• Given task: Reproduce every one of the rows below word for word, leaving out the pictures.

• Records for the exercise:

[Begin]

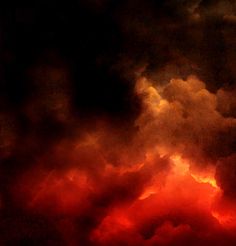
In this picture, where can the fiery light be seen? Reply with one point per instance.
(147, 192)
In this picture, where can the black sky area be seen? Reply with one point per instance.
(65, 65)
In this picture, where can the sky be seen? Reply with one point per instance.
(118, 123)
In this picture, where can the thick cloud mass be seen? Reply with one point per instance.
(118, 123)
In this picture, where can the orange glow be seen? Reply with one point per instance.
(154, 189)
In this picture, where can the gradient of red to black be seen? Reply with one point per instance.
(117, 123)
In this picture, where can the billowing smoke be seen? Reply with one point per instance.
(117, 123)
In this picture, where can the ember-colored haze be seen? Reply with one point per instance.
(123, 134)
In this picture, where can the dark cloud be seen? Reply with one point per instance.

[End]

• Solution for this problem:
In this picture, where can the fiery light be seen? Reply with one point per instance.
(147, 192)
In this picture, where can the black sky area be seen? Reply with one point per instance.
(65, 65)
In this picture, where can the sky be seen? Reply with one point per instance.
(118, 123)
In this picture, where can the thick cloud mass be seen? Reply with one point per instance.
(118, 123)
In this picture, where can the orange glow be seen? Reply with one point per instance.
(154, 189)
In this picture, where can the gradient of red to black be seen? Reply with one point per instance.
(117, 123)
In this picture, where can the billowing smoke be seen? Reply with one point per instance.
(117, 123)
In this picture, where can the ember-colored haze be seen? Reply with one point per instance.
(123, 134)
In this picture, where can the dark cloud be seen? Reply with one point per instance.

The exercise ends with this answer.